GOAL: Output only the lines from the one holding "of the number" to the end of the data below, please, copied exactly.

-------- PROVIDED DATA

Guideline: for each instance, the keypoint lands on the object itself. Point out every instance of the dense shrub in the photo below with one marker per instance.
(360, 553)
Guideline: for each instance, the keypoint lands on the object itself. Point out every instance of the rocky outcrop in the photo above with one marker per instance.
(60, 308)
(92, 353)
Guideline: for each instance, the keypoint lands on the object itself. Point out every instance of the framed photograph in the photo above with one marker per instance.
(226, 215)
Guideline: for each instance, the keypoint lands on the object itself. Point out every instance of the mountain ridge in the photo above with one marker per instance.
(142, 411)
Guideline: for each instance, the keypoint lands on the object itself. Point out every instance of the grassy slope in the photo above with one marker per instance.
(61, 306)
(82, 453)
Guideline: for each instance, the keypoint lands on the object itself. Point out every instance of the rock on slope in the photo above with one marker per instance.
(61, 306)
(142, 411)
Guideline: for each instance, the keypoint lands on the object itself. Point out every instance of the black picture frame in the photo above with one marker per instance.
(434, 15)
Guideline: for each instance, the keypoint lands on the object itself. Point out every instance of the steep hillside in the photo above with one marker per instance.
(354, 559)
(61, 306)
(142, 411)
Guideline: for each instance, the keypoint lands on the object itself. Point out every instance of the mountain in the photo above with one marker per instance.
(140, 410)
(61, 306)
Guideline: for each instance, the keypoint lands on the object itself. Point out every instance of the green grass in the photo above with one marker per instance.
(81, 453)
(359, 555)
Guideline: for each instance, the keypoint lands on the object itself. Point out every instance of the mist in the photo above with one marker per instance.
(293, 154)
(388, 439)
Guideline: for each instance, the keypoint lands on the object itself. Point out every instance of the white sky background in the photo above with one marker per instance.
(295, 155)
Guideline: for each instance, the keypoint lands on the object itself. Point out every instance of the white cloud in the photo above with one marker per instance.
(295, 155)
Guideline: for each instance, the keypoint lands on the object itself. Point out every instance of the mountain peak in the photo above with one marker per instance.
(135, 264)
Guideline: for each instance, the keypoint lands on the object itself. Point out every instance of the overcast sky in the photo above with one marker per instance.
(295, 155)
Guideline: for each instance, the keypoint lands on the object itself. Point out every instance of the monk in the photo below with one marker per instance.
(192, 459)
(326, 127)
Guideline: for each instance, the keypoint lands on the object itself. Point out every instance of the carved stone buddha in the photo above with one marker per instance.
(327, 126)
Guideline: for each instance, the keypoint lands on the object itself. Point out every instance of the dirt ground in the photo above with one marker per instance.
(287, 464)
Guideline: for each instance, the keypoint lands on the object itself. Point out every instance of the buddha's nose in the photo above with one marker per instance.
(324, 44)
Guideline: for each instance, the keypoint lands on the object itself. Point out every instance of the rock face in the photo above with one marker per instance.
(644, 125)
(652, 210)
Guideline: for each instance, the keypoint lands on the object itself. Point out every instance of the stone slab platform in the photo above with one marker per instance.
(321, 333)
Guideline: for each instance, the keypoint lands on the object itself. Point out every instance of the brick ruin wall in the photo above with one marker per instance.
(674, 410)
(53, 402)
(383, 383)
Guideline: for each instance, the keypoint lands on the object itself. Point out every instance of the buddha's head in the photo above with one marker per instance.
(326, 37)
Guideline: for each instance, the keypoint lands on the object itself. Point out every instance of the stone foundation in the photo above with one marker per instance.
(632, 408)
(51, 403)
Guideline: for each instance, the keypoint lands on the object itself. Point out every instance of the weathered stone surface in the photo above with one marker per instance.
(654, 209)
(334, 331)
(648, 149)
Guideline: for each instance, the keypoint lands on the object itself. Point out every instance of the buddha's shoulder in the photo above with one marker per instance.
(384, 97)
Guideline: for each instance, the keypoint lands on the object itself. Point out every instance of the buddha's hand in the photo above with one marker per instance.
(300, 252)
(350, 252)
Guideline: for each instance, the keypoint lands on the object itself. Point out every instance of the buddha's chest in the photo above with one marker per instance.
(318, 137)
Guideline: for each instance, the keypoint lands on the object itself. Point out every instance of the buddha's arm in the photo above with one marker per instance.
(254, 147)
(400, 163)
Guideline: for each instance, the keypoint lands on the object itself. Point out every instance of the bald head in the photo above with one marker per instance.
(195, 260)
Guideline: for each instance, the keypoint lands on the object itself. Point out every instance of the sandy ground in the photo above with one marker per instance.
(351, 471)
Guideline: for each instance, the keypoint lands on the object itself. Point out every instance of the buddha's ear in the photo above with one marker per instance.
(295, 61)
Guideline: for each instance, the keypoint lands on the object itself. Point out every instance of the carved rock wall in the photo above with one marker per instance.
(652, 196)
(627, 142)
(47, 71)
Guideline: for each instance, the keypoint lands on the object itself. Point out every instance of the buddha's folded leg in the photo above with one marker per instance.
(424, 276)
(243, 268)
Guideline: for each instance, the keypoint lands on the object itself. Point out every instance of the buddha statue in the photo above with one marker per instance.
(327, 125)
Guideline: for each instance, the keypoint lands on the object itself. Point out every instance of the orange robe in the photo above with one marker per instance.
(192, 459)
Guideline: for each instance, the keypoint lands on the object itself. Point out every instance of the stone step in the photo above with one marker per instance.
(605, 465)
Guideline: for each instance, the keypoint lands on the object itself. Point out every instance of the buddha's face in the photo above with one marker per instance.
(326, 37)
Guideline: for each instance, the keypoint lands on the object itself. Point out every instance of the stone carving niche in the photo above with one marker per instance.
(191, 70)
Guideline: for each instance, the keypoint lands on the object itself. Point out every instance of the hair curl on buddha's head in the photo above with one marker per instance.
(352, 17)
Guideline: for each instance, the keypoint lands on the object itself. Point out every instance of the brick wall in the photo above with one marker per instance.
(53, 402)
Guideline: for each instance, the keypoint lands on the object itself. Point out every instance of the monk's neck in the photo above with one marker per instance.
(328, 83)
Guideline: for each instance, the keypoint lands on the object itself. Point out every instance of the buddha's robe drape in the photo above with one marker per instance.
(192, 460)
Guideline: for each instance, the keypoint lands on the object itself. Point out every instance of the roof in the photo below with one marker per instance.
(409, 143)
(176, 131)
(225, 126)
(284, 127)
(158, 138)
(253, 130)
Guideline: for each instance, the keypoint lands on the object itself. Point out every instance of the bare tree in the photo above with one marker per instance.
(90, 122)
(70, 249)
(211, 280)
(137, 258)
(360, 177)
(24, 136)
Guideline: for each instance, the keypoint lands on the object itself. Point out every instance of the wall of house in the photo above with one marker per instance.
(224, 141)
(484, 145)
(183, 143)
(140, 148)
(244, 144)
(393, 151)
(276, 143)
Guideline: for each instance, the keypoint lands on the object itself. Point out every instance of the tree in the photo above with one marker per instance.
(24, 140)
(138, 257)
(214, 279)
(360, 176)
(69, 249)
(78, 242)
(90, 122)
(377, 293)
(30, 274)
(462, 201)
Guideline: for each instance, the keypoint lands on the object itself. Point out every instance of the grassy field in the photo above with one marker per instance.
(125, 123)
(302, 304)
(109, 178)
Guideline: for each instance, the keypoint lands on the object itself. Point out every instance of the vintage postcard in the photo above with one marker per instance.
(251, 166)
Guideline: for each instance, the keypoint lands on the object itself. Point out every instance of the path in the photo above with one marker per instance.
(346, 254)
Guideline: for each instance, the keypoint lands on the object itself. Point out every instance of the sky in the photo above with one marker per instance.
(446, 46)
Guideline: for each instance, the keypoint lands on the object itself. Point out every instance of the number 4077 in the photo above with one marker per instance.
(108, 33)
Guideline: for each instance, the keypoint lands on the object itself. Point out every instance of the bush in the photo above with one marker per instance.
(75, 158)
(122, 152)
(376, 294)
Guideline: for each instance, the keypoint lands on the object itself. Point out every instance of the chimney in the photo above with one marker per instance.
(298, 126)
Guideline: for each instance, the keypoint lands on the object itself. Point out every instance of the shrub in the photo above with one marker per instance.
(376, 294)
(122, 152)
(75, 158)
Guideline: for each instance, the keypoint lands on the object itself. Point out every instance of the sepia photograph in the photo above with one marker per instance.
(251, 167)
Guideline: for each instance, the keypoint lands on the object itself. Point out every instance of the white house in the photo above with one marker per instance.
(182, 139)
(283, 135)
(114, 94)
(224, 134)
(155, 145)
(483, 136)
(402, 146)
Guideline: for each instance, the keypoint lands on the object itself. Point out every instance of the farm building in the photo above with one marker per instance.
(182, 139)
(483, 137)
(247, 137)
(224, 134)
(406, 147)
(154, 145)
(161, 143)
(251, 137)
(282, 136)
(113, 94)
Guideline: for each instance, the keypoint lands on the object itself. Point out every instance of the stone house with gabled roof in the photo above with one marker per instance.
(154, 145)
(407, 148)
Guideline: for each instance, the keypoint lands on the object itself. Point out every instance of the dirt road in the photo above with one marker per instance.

----------------

REPLY:
Guideline: for each instance, the keypoint lands on the object itself. Point out every instance of the number 4077 in the photo above with one marker per instance.
(108, 33)
Guideline: for each instance, the keypoint lands on the object itself. Point out every instance of the bush in the photo above with one marker per instance.
(75, 158)
(122, 152)
(376, 294)
Guideline: for each instance, the keypoint lands on the object itself. Point out every instance of the chimney in the photo above with one marker per instance.
(298, 126)
Guideline: for each instance, the keypoint lands on the object itself. Point out every instance of the shrub in the photo above with one marker per instance.
(376, 294)
(122, 152)
(75, 158)
Guideline: for each instance, the keypoint lands on the object itself. Point out every instance of the sepia photograph in the photo above with one marker per instance.
(251, 167)
Guideline: for each instance, the keypoint lands on the object itself. Point out every instance of the white house in the photo above with one marker per instance.
(182, 139)
(283, 135)
(114, 94)
(224, 134)
(155, 145)
(483, 136)
(402, 146)
Guideline: for each instance, the keypoint lands on the object itself. Point out every instance of the farm building in the photo above with one marker per instance.
(182, 139)
(483, 137)
(247, 137)
(224, 134)
(406, 147)
(154, 145)
(161, 143)
(251, 137)
(282, 136)
(113, 94)
Guideline: for each instance, the keypoint lands on the object itself. Point out every instance of the stone house with gabled roof in the photo above with one marker per instance.
(154, 145)
(407, 148)
Guideline: for each instance, the keypoint lands on the object itself. Point out every instance of the dirt road in the photo above with one marker per instance.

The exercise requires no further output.